# MATERIAL TO PROCESS
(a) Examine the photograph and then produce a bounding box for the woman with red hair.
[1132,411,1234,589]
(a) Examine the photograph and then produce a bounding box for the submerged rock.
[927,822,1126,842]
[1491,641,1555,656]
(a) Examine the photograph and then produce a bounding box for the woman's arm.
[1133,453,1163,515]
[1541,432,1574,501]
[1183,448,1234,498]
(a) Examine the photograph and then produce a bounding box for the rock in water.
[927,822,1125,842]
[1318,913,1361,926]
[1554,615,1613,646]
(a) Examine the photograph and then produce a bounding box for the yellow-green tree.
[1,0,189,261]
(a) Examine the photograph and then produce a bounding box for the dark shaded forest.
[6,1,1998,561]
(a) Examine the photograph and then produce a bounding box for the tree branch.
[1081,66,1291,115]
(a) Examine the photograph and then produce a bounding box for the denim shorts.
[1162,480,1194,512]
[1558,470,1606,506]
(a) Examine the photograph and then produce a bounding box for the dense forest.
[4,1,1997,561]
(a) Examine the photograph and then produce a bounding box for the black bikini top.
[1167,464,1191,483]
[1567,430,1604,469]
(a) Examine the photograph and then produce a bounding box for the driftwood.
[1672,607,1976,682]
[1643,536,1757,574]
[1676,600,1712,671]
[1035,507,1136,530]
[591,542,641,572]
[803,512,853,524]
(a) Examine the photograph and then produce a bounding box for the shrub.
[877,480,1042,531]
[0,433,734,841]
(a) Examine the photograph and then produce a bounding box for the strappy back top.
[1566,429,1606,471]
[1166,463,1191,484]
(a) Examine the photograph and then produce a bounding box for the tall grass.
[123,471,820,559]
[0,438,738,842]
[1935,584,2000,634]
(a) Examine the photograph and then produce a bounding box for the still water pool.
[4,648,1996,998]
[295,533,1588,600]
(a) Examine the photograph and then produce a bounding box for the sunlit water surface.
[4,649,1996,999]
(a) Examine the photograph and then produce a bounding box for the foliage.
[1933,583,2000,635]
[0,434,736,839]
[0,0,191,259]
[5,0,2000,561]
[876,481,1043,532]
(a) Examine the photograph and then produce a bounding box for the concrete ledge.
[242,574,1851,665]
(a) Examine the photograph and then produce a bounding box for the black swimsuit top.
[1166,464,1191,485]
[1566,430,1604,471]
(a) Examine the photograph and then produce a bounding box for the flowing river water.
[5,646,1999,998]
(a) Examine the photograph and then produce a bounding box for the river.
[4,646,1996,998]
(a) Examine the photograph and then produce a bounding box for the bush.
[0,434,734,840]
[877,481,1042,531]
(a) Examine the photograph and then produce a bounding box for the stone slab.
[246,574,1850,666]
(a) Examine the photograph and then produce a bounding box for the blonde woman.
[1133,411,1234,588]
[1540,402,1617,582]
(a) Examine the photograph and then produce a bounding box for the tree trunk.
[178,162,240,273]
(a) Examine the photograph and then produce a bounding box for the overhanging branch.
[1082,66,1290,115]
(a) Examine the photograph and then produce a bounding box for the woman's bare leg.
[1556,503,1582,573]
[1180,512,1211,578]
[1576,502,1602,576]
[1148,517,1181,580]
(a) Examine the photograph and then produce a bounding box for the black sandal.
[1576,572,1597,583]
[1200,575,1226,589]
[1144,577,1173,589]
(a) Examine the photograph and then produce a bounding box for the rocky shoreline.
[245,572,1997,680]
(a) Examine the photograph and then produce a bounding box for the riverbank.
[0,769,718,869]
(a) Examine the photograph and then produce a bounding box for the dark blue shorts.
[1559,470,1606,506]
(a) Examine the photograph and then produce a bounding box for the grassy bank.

# WHAT YOU WILL DO
The entries above must be output exactly, with every line preserved.

# YOUR RESPONSE
(a) Examine the photograph and then produce a bounding box for the woman with red hair.
[1132,411,1234,589]
(a) Examine the photograph and then produce a bounding box for the submerged rock.
[927,822,1126,842]
[1491,641,1555,656]
(a) Examine the photograph and then produce a bounding box for the woman's arm.
[1133,453,1163,515]
[1541,432,1574,501]
[1183,448,1234,498]
(a) Examine the photograph and then produce a bounding box for the rock in water.
[927,822,1125,842]
[1318,913,1361,926]
[1554,615,1613,646]
(a) Examine the photograph and then produce a bounding box for the yellow-green tree.
[1,0,189,261]
(a) Examine the photograph and then produce a bounding box for the dark shaded forest.
[6,1,1998,561]
(a) Examine the photograph and then produce a bounding box for the tree branch.
[1081,66,1291,115]
(a) Examine the photograph and then produce a bounding box for the denim shorts.
[1162,480,1194,512]
[1558,470,1606,506]
(a) Examine the photograph and then produce a bounding box for the dense forest.
[4,1,1997,561]
(a) Examine the photograph and then produce a bounding box for the black bikini top.
[1167,464,1191,483]
[1567,430,1604,469]
(a) Examine the photograph and then produce a bounding box for the driftwood.
[1672,607,1976,682]
[1643,536,1757,574]
[1676,600,1712,671]
[1035,507,1136,530]
[591,542,641,572]
[803,512,853,524]
(a) Examine the photograph and then produce a bounding box for the shrub.
[877,480,1042,531]
[0,433,734,841]
(a) Examine the photograph and then produce a bounding box for the strappy back top.
[1566,429,1606,471]
[1166,463,1191,484]
(a) Examine the photograph and then produce a bounding box for the tall grass.
[123,471,820,559]
[0,438,738,842]
[1935,584,2000,634]
(a) Examine the photograph and then produce a bounding box for the still water pool.
[4,648,1996,998]
[295,533,1588,600]
(a) Examine the photograph and then produce a bounding box for the sunlit water surface.
[4,649,1996,999]
(a) Examine the photograph and then produce a bounding box for the foliage.
[1933,583,2000,635]
[0,434,736,839]
[0,0,191,259]
[5,0,2000,561]
[876,481,1043,532]
(a) Examine the photograph and then produce a bounding box for the concrete ledge.
[242,574,1851,665]
(a) Examine the photograph and then produce a bounding box for the black swimsuit top.
[1166,464,1191,485]
[1566,430,1604,471]
(a) Examine the photograph and then produce a bounding box for the flowing river water.
[5,646,1999,998]
(a) Examine the photograph and then produce a bounding box for the river.
[4,646,1996,998]
(a) Examine the photograph and then produce a bounding box for the bush.
[0,434,734,840]
[877,481,1042,531]
(a) Examine the photograph and then produce a bounding box for the stone slab.
[246,574,1850,666]
(a) Examine the photograph and then produce a bounding box for the blonde woman.
[1133,411,1234,588]
[1540,402,1617,582]
(a) Examine the photograph and then produce a bounding box for the tree trunk.
[178,162,240,273]
(a) Examine the photograph and then produce a bounding box for the overhanging branch.
[1082,66,1290,115]
(a) Examine the photograph and then produce a bounding box for the woman's bare leg.
[1556,503,1582,573]
[1180,512,1211,578]
[1576,502,1602,576]
[1148,517,1181,580]
(a) Examine the photograph and then produce a bounding box for the black sandal.
[1576,572,1597,583]
[1200,575,1226,589]
[1144,577,1173,589]
(a) Examine the photograph and then produce a bounding box for the rocky shoreline.
[245,572,1997,680]
(a) Examine the photograph and then produce a bounding box for the riverbank.
[0,769,718,869]
(a) Examine the photograph and then produce a bounding box for the dark blue shorts.
[1559,470,1606,506]
(a) Examine the photograph and then produce a bounding box for the grassy bank.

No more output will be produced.